BEGIN

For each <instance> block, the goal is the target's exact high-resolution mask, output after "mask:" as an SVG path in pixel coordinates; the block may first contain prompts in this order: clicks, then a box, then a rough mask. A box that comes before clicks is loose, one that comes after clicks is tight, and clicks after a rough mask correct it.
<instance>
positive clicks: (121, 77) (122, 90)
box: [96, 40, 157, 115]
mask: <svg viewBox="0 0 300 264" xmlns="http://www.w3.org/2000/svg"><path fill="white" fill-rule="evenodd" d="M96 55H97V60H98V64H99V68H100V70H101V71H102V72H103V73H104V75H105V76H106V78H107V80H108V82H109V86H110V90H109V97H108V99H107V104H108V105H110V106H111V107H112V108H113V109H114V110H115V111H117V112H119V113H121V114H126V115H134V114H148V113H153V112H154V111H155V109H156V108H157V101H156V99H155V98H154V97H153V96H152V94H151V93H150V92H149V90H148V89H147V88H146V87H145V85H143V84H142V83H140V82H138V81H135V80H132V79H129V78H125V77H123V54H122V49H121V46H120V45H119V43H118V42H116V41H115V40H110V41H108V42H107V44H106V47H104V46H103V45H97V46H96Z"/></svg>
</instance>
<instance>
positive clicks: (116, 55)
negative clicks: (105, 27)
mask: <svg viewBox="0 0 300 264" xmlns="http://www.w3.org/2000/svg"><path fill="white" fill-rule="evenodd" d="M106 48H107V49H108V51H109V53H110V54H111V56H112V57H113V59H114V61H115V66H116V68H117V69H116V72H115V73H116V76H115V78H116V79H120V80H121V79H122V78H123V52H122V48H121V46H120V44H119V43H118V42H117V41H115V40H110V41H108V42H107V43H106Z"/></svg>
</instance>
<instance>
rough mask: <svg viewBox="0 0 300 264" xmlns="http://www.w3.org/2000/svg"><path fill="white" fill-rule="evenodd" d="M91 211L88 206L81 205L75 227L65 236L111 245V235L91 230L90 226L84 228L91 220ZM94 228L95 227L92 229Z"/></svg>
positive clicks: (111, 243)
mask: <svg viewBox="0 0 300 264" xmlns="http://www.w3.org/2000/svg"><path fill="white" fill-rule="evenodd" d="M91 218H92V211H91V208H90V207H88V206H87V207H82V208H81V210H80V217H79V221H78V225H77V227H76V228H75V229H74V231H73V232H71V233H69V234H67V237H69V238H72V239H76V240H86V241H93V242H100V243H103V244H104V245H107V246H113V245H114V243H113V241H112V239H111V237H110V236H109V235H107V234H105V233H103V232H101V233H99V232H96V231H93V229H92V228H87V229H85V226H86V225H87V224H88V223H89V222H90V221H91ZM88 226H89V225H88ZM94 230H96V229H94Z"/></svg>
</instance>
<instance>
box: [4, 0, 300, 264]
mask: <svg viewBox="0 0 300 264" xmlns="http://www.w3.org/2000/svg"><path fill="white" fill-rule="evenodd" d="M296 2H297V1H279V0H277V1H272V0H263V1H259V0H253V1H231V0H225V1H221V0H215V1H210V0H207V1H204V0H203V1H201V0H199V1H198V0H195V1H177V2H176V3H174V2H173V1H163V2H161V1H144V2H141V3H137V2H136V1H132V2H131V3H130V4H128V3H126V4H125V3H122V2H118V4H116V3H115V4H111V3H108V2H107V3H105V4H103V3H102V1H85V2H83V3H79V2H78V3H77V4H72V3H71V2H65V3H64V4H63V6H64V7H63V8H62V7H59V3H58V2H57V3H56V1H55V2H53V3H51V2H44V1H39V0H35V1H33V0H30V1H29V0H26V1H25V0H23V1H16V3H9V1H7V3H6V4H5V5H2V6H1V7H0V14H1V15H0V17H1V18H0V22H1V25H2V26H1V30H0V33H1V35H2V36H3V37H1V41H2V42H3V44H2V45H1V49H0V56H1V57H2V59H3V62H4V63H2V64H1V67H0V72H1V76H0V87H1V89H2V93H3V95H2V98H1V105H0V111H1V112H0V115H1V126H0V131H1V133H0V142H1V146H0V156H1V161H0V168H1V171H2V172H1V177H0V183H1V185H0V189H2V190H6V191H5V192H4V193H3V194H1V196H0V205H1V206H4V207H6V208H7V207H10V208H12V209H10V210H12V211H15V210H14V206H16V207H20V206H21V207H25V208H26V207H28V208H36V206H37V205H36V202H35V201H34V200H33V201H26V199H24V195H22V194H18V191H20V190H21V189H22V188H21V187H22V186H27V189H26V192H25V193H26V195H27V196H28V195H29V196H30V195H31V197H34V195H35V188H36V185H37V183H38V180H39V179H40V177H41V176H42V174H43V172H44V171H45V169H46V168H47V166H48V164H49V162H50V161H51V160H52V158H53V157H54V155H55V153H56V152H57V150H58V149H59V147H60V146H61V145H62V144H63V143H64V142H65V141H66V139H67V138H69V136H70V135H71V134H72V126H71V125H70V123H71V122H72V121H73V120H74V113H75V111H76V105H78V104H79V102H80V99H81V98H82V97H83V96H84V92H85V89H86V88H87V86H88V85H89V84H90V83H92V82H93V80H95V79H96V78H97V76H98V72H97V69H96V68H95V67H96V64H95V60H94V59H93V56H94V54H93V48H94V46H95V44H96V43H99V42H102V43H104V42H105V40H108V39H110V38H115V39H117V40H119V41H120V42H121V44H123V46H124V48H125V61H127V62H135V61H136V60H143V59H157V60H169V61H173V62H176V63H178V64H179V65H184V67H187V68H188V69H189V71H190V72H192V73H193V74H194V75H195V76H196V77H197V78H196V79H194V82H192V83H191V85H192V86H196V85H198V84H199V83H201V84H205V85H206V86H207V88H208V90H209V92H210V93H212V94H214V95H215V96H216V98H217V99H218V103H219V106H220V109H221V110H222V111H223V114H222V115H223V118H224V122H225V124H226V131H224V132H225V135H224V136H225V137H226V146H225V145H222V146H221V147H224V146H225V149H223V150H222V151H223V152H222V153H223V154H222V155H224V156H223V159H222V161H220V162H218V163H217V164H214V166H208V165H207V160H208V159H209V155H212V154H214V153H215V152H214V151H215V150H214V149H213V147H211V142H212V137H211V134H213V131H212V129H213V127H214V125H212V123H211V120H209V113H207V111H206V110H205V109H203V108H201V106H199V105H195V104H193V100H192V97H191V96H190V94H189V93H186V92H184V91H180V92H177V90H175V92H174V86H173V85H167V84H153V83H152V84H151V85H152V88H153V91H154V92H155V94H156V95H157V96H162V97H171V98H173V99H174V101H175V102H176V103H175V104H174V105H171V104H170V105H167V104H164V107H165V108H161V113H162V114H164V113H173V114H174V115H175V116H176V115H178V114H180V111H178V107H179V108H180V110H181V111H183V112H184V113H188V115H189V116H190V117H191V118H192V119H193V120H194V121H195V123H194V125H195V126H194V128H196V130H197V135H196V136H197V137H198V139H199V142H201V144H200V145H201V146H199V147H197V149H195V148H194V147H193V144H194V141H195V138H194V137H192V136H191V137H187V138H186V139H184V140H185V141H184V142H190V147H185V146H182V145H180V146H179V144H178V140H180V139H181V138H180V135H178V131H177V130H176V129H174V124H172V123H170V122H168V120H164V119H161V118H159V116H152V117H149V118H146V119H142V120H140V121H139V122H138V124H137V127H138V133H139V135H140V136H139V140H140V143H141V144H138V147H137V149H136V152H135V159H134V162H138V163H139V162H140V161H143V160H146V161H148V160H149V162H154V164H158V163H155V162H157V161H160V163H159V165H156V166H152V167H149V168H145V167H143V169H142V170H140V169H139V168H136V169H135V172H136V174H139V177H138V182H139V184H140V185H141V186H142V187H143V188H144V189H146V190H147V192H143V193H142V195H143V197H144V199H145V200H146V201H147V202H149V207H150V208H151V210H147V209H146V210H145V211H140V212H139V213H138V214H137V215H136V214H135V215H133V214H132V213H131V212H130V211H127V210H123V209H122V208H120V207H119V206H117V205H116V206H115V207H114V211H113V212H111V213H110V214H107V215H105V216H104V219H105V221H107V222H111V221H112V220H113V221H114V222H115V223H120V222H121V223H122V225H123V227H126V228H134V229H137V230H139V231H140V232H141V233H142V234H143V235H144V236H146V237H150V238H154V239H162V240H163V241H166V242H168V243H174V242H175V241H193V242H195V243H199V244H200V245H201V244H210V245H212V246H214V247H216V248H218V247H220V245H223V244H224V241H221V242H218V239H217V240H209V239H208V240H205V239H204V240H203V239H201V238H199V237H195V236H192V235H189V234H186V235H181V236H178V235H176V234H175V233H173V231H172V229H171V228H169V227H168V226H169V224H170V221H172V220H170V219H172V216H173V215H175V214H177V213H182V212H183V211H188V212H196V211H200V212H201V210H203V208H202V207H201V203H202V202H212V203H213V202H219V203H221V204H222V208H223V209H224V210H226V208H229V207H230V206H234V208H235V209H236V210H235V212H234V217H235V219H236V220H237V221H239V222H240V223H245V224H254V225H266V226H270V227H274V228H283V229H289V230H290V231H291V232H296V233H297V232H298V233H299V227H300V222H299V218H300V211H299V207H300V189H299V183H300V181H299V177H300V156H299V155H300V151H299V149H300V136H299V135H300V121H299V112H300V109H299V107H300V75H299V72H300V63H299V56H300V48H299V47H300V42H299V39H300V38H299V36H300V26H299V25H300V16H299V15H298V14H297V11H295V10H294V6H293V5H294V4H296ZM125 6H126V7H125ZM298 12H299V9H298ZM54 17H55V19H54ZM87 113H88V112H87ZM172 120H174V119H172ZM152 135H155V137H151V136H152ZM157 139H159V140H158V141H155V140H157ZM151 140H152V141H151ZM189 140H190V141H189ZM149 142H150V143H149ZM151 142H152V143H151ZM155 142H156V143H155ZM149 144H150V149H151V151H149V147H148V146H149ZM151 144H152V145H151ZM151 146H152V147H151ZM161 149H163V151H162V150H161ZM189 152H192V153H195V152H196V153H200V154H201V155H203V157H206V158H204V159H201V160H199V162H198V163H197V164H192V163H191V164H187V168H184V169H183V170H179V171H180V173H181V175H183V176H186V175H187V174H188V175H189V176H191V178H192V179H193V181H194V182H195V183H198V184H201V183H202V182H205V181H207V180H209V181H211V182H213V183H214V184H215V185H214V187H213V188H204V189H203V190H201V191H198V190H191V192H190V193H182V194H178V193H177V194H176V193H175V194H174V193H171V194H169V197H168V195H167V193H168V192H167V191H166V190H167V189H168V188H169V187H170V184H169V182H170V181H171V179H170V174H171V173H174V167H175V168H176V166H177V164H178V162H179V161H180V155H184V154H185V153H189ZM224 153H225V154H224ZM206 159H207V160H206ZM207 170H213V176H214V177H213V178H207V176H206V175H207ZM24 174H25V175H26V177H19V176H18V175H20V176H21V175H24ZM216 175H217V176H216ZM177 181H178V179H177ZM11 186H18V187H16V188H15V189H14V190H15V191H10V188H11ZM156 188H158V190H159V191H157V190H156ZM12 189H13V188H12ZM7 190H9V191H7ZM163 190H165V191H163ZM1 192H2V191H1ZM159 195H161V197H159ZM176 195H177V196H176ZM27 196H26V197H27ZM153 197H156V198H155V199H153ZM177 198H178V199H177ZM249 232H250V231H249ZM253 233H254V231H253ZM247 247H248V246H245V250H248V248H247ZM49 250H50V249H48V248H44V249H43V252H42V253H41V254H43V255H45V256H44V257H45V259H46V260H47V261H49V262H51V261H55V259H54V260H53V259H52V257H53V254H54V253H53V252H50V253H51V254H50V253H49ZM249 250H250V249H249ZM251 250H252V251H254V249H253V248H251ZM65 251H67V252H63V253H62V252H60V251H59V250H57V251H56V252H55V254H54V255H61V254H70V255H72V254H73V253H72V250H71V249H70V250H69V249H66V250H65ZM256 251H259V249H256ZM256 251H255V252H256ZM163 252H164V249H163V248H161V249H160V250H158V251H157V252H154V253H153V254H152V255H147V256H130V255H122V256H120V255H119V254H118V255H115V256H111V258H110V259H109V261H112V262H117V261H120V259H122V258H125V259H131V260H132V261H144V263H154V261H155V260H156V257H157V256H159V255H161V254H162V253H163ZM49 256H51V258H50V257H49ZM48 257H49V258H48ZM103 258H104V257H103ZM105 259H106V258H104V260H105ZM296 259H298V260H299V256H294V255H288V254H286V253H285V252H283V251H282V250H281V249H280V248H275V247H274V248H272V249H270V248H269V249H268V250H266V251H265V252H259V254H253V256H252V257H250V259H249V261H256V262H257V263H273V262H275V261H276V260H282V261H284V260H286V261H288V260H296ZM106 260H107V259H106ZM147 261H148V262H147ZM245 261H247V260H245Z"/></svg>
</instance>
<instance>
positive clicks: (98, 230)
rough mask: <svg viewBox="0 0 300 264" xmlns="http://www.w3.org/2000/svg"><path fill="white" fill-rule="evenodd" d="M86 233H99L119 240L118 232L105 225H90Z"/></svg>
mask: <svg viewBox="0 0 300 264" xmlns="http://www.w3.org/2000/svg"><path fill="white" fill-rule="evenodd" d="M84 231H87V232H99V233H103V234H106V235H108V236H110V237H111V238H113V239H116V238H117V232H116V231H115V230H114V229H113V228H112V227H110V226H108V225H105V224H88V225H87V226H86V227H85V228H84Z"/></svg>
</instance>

END

Scan the material above. Return every line containing the string "positive".

| Exercise solution |
positive clicks: (121, 77) (122, 90)
positive clicks: (116, 55)
positive clicks: (111, 243)
positive clicks: (98, 230)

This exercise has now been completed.